What follows is a set of entries. Repeat them exactly, but not their pictures.

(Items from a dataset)
• • • •

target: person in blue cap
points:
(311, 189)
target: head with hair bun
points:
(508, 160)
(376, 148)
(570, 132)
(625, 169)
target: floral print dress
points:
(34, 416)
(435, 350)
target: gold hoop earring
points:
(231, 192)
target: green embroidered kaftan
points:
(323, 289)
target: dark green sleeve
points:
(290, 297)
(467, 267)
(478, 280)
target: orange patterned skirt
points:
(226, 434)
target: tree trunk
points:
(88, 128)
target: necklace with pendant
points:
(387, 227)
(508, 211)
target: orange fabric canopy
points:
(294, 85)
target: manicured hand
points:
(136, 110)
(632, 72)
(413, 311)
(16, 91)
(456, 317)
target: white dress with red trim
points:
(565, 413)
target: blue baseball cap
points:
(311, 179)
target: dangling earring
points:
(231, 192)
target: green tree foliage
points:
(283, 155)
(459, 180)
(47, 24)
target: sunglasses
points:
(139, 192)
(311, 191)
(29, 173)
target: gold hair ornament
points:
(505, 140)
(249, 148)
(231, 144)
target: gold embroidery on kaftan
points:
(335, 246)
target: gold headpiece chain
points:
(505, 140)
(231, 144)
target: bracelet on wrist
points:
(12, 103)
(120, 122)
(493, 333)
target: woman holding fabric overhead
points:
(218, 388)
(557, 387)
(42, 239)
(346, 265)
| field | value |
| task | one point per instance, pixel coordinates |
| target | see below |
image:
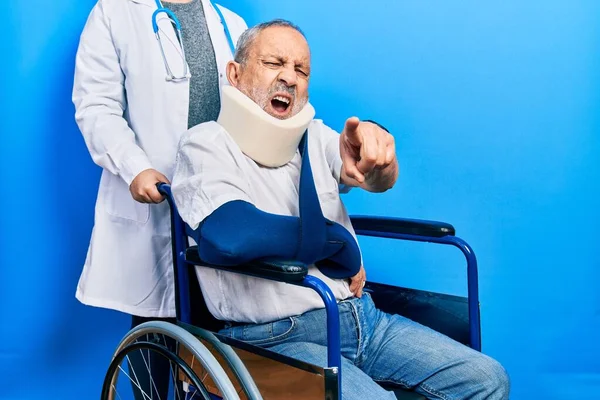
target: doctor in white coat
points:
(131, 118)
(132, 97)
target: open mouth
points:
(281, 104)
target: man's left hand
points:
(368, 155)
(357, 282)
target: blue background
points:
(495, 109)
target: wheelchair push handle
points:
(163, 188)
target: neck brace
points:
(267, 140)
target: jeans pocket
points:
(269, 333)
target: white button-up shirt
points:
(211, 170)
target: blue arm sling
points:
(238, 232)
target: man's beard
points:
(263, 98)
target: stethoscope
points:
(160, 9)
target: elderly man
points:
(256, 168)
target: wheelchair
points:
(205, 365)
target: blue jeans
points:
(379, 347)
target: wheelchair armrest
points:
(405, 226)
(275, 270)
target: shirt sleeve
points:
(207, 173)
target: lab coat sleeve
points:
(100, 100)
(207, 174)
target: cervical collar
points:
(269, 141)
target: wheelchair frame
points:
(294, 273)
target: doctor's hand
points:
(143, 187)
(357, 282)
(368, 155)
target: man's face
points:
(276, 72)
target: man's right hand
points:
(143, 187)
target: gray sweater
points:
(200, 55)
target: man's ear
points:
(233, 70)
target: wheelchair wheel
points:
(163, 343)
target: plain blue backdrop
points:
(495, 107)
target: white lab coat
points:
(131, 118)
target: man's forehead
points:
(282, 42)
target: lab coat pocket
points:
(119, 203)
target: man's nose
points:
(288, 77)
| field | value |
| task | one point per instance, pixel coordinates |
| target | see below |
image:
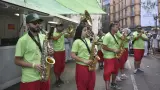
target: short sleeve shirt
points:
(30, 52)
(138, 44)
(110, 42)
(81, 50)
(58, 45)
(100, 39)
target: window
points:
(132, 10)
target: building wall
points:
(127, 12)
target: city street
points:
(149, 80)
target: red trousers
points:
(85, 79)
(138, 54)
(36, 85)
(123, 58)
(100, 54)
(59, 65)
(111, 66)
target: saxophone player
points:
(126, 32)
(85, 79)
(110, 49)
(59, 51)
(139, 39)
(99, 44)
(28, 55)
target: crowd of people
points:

• • • •

- EXPECTED ANSWER -
target: person in blue cap
points:
(311, 189)
target: head with hair bun
points:
(508, 160)
(376, 148)
(570, 132)
(625, 169)
target: floral print dress
points:
(34, 416)
(435, 350)
target: gold hoop earring
points:
(231, 192)
target: green embroidered kaftan
points:
(323, 289)
target: dark green sleeve
points:
(290, 297)
(467, 267)
(478, 280)
target: orange patterned skirt
points:
(226, 434)
target: tree trunk
points:
(88, 128)
target: necklace with pendant
points:
(387, 227)
(508, 211)
target: orange fabric canopy
points:
(294, 85)
target: manicured hand
points:
(136, 110)
(632, 72)
(413, 311)
(16, 91)
(456, 317)
target: white dress with red trim
points:
(565, 413)
target: blue baseball cap
points:
(311, 179)
target: dangling earring
points:
(231, 192)
target: green tree foliage
points:
(283, 155)
(459, 180)
(47, 24)
target: sunglasses
points:
(139, 192)
(311, 191)
(29, 173)
target: gold hair ornament
points:
(505, 140)
(249, 148)
(231, 144)
target: gold embroidery on kaftan
points:
(335, 246)
target: gold headpiece chain
points:
(505, 140)
(231, 144)
target: bracelet on wrist
points:
(12, 103)
(120, 122)
(493, 333)
target: woman holding fabric overhead
points:
(218, 388)
(557, 387)
(42, 239)
(346, 265)
| field | value |
| task | one point per instance, pixel coordinates |
| target | see below |
image:
target: doctor in white coat
points:
(131, 118)
(132, 97)
target: open mouth
points:
(281, 104)
target: man's left hand
points:
(368, 155)
(357, 282)
target: blue background
points:
(495, 109)
target: wheelchair push handle
points:
(163, 188)
target: neck brace
points:
(267, 140)
target: jeans pocket
points:
(269, 333)
target: white button-up shirt
points:
(211, 170)
target: blue arm sling
points:
(238, 232)
target: man's beard
points:
(263, 98)
target: stethoscope
points:
(160, 9)
target: elderly man
points:
(256, 168)
target: wheelchair
points:
(205, 365)
target: blue jeans
points:
(379, 347)
target: wheelchair armrest
points:
(405, 226)
(275, 270)
target: shirt sleeve
points:
(207, 173)
target: lab coat sleeve
points:
(100, 100)
(207, 174)
target: cervical collar
points:
(269, 141)
target: wheelchair frame
points:
(294, 273)
target: doctor's hand
points:
(143, 187)
(357, 282)
(368, 155)
target: man's face
points:
(276, 72)
target: man's right hand
points:
(143, 187)
target: gray sweater
points:
(200, 55)
target: man's ear
points:
(233, 70)
target: wheelchair wheel
points:
(163, 343)
target: plain blue backdrop
points:
(495, 107)
target: white lab coat
points:
(131, 118)
target: man's forehead
points:
(282, 42)
target: lab coat pocket
points:
(119, 203)
target: man's nose
points:
(288, 77)
| field | value |
| task | one point per instance, pixel coordinates |
| target | see below |
image:
target: short sleeve shirt
points:
(30, 52)
(138, 44)
(110, 42)
(81, 50)
(58, 45)
(100, 39)
target: window
points:
(132, 10)
target: building wall
points:
(127, 12)
target: city street
points:
(149, 80)
target: red trousers
points:
(85, 79)
(138, 54)
(36, 85)
(123, 58)
(100, 54)
(59, 65)
(111, 66)
target: saxophone player
points:
(126, 32)
(85, 79)
(110, 49)
(59, 51)
(139, 39)
(99, 44)
(28, 55)
target: crowd of people
points:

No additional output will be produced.